# Texte affiché
9.3.2. Dans la dialectique de l'unification et de la différenciation

Phénomène principalement tridimensionnel, la mondialisation concerne simultanément : les échanges commerciaux, la délocalisation de la production industrielle - au sens large - entraînée par les investissements directs des firmes multinationales et la globalisation financière, illustrée par la circulation effrénée des capitaux à l'échelle mondiale ainsi que par l'apparition de marchés émergents. Ces trois dimensions sont interdépendantes : les investissements directs induisent des flux de marchandises et de capitaux. En sens inverse l'émergence de marchés financiers at­tire des investissements (étrangers) qui entraînent des exportations et des importations de biens et des transferts de technologie.

La mondialisation s'accompagne, depuis le milieu des années 80, d'une libéralisation des économies. Celle-ci se manifeste par une série de réduction des contrôles : réduction des obstacles (tarifaires et non tarifaires) aux échanges extérieurs ; réduction du contrôle des Gouvernements et des administrations sur les investissements étrangers ; réduction du rôle économique de l'Etat avec l'abandon du modèle traditionnel de substitution aux importations ; réduction du secteur public liée à l'abaissement des dépenses budgétaires et à la privatisation d'un certain nombre d'entreprises publiques, d’où les Politiques africaines de « Moins d’Etat, mieux d’Etat », d’Ajustement structurel, de Programme de départs volontaires (Fonction publique), etc.

# Données enregistrées

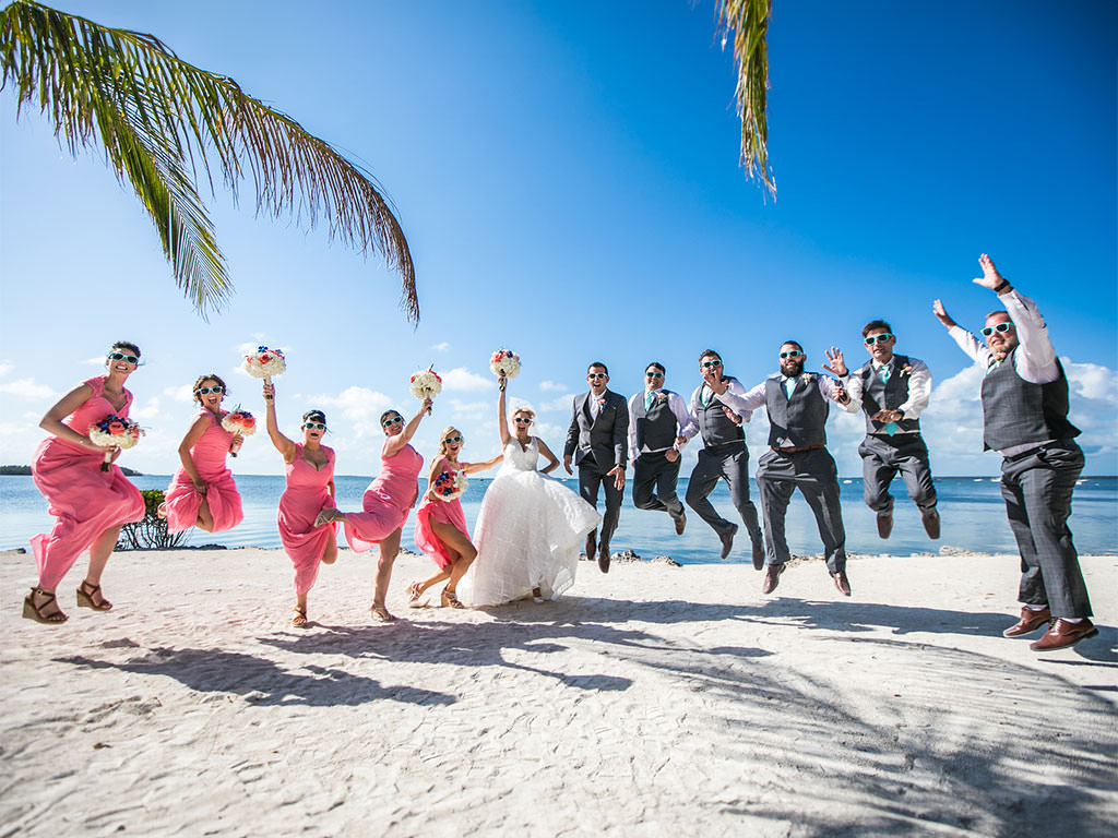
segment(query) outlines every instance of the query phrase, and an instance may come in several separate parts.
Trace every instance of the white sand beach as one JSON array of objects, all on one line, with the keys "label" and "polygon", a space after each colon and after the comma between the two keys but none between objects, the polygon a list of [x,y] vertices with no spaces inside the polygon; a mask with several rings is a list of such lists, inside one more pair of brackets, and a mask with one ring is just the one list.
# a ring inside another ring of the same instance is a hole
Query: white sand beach
[{"label": "white sand beach", "polygon": [[[582,562],[571,596],[375,625],[343,551],[288,625],[281,551],[119,553],[108,613],[19,616],[0,554],[0,836],[1118,834],[1118,558],[1100,636],[1002,629],[1015,556]],[[437,601],[437,600],[436,600]]]}]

# Consigne donnée 1
Recopiez à l'identique les rangées, depuis leur début jusqu'à la ligne contenant « Trace every instance », celle-ci comprise. Laissez les images de côté.
# Consigne donnée 2
Poursuivez, s'il vous plaît, le texte sur la mondialisation à partir de l'endroit où il s'arrête.

# Bonne réponse 1
segment(query) outlines every instance of the query phrase, and an instance may come in several separate parts.
Trace every instance of the white sand beach as one JSON array of objects, all on one line, with the keys "label" and "polygon", a space after each colon and after the comma between the two keys but none between objects, the polygon a list of [x,y] vertices with no spaces inside the polygon; a mask with several rings is a list of such lists, inside one more pair of brackets, and a mask with one ring is just the one list.

# Bonne réponse 2
En conséquence, les économies nationales s'intègrent dans une économie mondiale unifiée sur la base du marché ou sur celle des rapports sociaux de production. Mais cette uniformisation repose sur des différenciations. Et c'est dans la dialectique de l'unification et de la différenciation que se trouve la dynamique de la mondialisation. De par la mondialisation de l’économie et du développement des moyens modernes de communication, on assiste à un « monde intégré », globalisé, que d’aucuns ont appelé le « Village planétaire », d’où l’actualité de la mondialisation et du débat qui l’accompagne.

D’aucuns considèrent la mondialisation comme un phénomène efficace, l’essence même de la modernité économique, tandis que d’autres la critiquent pour ses implications inégalitaires et ses atteintes à la cohésion sociale. La lèpre sociale procède de la montée des inégalités, la flexibilité du travail, la liquidation de l’Etat-providence qui constituent le prix à payer pour une plus grande efficacité de l’économie mondiale. Pour le « camp du refus », ce prix à payer est inacceptable parce que impliquant un retour à la barbarie. Mais l’efficacité économique de la mondialisation n’était guère contestée…

S’il est difficile de circonscrire un contenu précis et un champ défini à la mondialisation, un certain consensus apparaît néanmoins que les politiques de libéralisation économique et la mondialisation de la finance rendues possibles par les nouvelles technologies de communication et de gestion, en se renforçant mutuellement, ont accéléré la création d'un vaste marché mondial (liberté du commerce, dérégulation du secteur financier, arrêt des contrôles de change). Aussi, le secteur privé et les compagnies transnationales ayant joué un rôle déterminant, la mondialisation a entraîné un déplacement du lieu de la décision de l'Etat-nation aux acteurs transnationaux mais aussi des gouvernements nationaux au secteur privé. Jürgen Habermas223 caractérisait dès 1975 cette situation de « crise de la rationalité » : l'Etat ne pouvant plus protéger les citoyens comme convenu ou attendu et c’est la crise de la légitimité » : il ne peut plus s'attendre à une loyauté sans faille des citoyens.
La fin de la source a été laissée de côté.